Task instructions.
Lay out every line of the entries below as a Markdown table with the columns "No." and "Text", giving each line's number in sequence and omitting blank lines.

•••

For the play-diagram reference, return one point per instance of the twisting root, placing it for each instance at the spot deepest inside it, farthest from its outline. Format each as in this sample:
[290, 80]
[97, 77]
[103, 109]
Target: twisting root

•••

Exercise response.
| No. | Text |
|---|---|
| 1 | For the play-diagram reference, return one point per instance of the twisting root, placing it for each instance at the spot deepest inside it, farthest from its outline. Format each as in this sample: |
| 2 | [290, 80] |
| 3 | [97, 77] |
| 4 | [103, 109] |
| 5 | Target: twisting root |